EXTRACTED DATA ▸
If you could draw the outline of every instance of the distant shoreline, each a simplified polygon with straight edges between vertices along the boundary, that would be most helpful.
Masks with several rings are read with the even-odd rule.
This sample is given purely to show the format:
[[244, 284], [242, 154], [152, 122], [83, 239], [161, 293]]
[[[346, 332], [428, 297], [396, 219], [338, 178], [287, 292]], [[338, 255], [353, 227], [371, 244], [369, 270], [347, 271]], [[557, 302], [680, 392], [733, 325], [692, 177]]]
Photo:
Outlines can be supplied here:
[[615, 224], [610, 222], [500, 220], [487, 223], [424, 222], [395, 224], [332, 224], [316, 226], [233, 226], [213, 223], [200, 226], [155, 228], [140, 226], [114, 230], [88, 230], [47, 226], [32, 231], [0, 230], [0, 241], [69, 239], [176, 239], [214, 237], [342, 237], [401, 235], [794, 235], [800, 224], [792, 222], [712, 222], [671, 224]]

GOAL OF THE EXERCISE ▸ Locate every line in the records above that contains the word "with" and copy each such line out in full.

ANSWER TO THE TASK ▸
If you could draw the outline of every instance of the distant shoreline, each a simplified polygon with straight edges between vertices along the boundary, that would be most helpful.
Masks with several rings are read with the even-odd rule.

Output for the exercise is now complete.